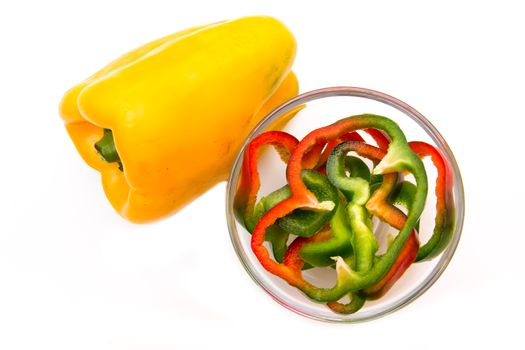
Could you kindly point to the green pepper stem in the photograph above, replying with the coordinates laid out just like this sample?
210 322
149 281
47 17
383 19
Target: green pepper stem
107 150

□ □ □ □ □

Written exercise:
Render every line of the data above as a JSON list of strings, one string per line, leaving out blank lines and the pictures.

Output of the task:
[
  "Could you kindly point to the green pepper stem in the photograph above, replying with the coordinates laid out just like this sample?",
  "210 322",
  "149 281",
  "47 17",
  "383 19",
  "Target: green pepper stem",
  "107 150"
]